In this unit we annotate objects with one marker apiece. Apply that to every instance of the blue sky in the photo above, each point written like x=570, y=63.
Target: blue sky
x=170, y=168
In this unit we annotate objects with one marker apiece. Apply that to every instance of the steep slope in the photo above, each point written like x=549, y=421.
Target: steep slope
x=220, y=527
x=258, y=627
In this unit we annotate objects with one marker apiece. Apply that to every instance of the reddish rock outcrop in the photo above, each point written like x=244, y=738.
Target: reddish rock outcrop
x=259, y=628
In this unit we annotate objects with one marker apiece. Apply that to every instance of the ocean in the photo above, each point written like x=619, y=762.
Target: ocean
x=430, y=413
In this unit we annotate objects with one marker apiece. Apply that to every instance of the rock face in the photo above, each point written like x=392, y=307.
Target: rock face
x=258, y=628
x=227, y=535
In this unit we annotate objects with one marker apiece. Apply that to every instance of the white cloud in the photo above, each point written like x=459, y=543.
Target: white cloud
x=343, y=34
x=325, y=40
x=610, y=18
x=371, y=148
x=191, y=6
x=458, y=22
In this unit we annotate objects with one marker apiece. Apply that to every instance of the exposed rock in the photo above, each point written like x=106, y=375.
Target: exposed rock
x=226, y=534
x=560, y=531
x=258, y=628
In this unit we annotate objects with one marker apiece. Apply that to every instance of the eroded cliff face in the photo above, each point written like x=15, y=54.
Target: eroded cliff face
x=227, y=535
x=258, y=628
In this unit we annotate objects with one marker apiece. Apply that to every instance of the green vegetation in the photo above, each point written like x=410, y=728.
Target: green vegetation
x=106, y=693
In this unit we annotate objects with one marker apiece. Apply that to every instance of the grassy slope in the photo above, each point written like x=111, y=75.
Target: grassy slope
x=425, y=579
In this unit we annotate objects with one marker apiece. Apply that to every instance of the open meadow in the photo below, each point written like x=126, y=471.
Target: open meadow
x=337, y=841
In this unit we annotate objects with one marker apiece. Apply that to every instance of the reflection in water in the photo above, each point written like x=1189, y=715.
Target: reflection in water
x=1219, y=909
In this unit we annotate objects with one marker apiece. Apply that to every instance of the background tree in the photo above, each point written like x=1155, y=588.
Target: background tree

# Task instructions
Rescale the lines from the one containing "like x=126, y=471." through the final line, including both ends. Write them all out again, requests included, multiplying every answer coordinate by 2 and rounding to whole numbers with halves going up, while leaving the numbers in the requests unchanged.

# Answer to the task
In this unit we annotate objects with one marker apiece. Apply that to every instance of the open meadow in the photo below, each point written like x=126, y=471.
Target: open meadow
x=674, y=1682
In this unit we annotate objects with one marker apiece. Apply that to every instance of the reflection in water in the photo above, each point written like x=1189, y=715.
Target: reflection in water
x=2438, y=1818
In this unit we annotate objects with one marker apiece. Apply that to every instance of the background tree in the photo above, each point written like x=1155, y=588.
Target: background tree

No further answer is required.